A few records:

## BEGIN

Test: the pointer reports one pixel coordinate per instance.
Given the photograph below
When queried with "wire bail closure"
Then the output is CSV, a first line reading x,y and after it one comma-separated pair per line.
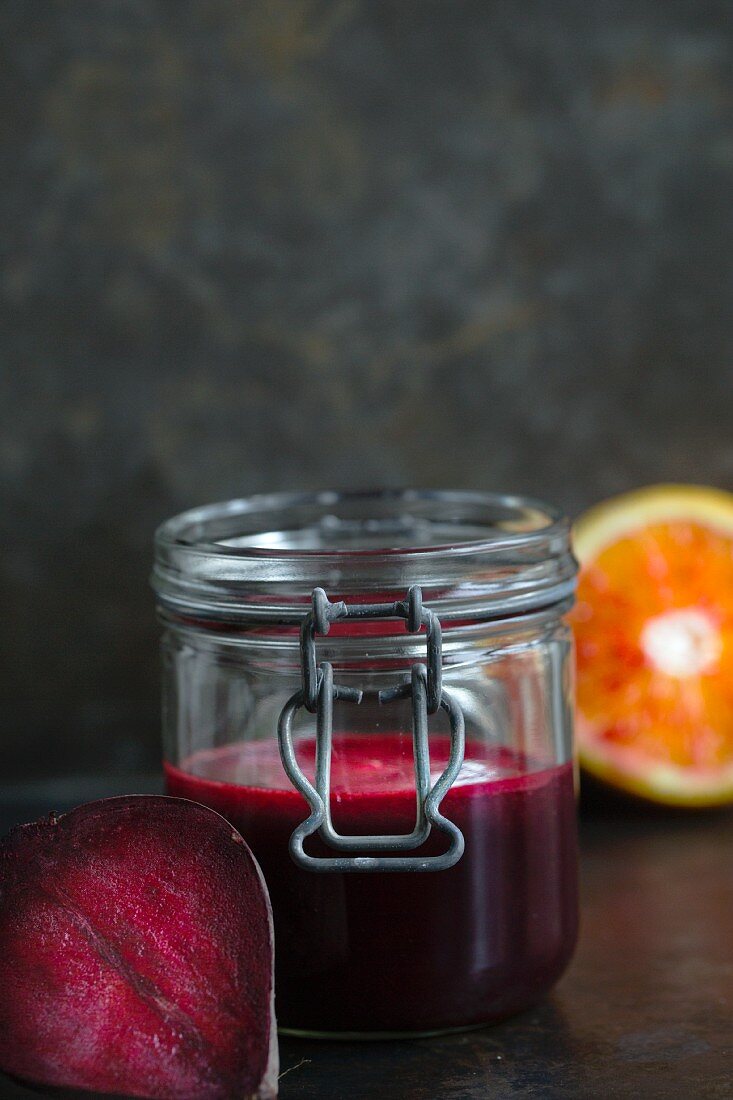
x,y
318,694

## END

Task directions: Return every line of the records above without any change, and leave the pictures out.

Full response:
Test: the pointer reports one pixel coordinate per instance.
Given the photograph below
When queried with "wire bail closure"
Then the output is CSV, a first line reading x,y and after it one comma-separated pair per line.
x,y
318,694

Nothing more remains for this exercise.